→ Quoted passage

-- -- --

The hospital treating the pregnant Duchess of Cambridge said it "deeply regrets" giving out information about her condition to hoax callers from an Australian radio station.
Presenters posing as the Queen and Prince Charles got details from a nurse at King Edward VII hospital in London.
The hospital said confidentiality was taken seriously and telephone protocols are under review.
Prince William is currently visiting his wife at the hospital.
The Duke of Cambridge spent several hours visiting her on Monday and was there again during the day on Tuesday.
A spokesman for William and Catherine said he would be making no comment on the call.
Two presenters on Sydney-based radio station 2Day FM are reported to have convinced staff they were the Royals and were connected to the duchess's private nurse in the early hours of Tuesday morning.
The pair were given an update on her condition.
A spokesman for the hospital said: "This call was transferred through to a ward and a short conversation was held with one of the nursing staff. King Edward VII's Hospital deeply regrets this incident."
John Lofthouse, chief executive at King Edward VII's Hospital, said: "This was a foolish prank call that we all deplore."
The duchess, who was admitted to the hospital on Monday, is thought to be less than 12 weeks pregnant.
It has been confirmed she is being treated for acute morning sickness, or hyperemesis gravidarum.
In a statement on Tuesday evening, a St James's Palace spokesman said: "The Duchess of Cambridge is continuing to feel better. She and the Duke are immensely grateful for the good wishes they have received. She will remain in hospital at present."
Prime Minister David Cameron began his weekly Prime Minister's Questons by congratulating the Royal couple on the news that they are expecting a baby.
The announcement of the pregnancy came as all Commonwealth realms agreed to press ahead with a bill ending discrimination against women in the succession to the British throne.
It means William and Catherine's first child will become monarch, whether a boy or a girl.
Deputy Prime Minister Nick Clegg said the government would introduce the Succession to the Crown Bill in the House of Commons as soon as possible.
The legislation was agreed in principle at the Commonwealth heads of government meeting in Perth, Australia in October 2011.
Since then, the government of New Zealand has been gathering formal letters of consent from the 15 realms of the Commonwealth, that have the Queen as their head of state.
The succession bill will require amendments to some of Britain's key constitutional documents, including the Bill of Rights and Coronation Oath Act of 1688, the 1701 Act of Settlement and the 1706 Act of Union with Scotland.

-- -- --

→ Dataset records
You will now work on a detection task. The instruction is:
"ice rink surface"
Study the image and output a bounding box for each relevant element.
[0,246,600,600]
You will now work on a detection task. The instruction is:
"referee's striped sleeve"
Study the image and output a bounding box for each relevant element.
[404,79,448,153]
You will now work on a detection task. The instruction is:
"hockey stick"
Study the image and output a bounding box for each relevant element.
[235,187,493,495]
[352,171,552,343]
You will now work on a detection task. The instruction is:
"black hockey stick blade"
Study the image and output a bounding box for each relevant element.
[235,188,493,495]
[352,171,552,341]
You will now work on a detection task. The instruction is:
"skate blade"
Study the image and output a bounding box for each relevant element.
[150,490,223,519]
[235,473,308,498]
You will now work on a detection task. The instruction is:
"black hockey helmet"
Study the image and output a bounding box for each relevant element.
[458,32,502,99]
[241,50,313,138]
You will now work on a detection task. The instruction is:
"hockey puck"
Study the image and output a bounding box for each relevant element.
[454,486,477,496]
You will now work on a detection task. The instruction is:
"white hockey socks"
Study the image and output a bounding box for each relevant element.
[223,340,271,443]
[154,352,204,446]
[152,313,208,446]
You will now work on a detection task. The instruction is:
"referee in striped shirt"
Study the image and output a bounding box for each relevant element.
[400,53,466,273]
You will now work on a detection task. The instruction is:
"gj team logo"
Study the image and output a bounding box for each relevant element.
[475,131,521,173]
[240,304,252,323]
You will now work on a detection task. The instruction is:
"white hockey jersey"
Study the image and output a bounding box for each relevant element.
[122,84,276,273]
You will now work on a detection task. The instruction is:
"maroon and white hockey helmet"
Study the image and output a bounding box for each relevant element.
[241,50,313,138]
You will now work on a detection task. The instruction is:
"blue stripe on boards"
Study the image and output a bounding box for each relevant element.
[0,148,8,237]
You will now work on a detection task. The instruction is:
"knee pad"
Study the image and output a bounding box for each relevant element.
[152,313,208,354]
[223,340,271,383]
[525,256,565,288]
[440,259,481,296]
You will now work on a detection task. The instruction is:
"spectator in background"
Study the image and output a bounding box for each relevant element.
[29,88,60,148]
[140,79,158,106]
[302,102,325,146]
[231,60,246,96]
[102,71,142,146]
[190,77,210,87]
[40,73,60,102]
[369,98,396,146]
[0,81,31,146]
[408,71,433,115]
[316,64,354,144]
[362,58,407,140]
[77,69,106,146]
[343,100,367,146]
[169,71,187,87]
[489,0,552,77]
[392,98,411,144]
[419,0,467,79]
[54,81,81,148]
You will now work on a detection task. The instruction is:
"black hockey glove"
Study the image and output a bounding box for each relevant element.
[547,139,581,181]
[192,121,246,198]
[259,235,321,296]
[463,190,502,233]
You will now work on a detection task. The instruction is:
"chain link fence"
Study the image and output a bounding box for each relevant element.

-- -- --

→ Exercise requirements
Repeat the part of the news report on the Duchess of Cambridge's hospital stay between "The announcement of" and "soon as possible.", inclusive.

→ Answer box
The announcement of the pregnancy came as all Commonwealth realms agreed to press ahead with a bill ending discrimination against women in the succession to the British throne.
It means William and Catherine's first child will become monarch, whether a boy or a girl.
Deputy Prime Minister Nick Clegg said the government would introduce the Succession to the Crown Bill in the House of Commons as soon as possible.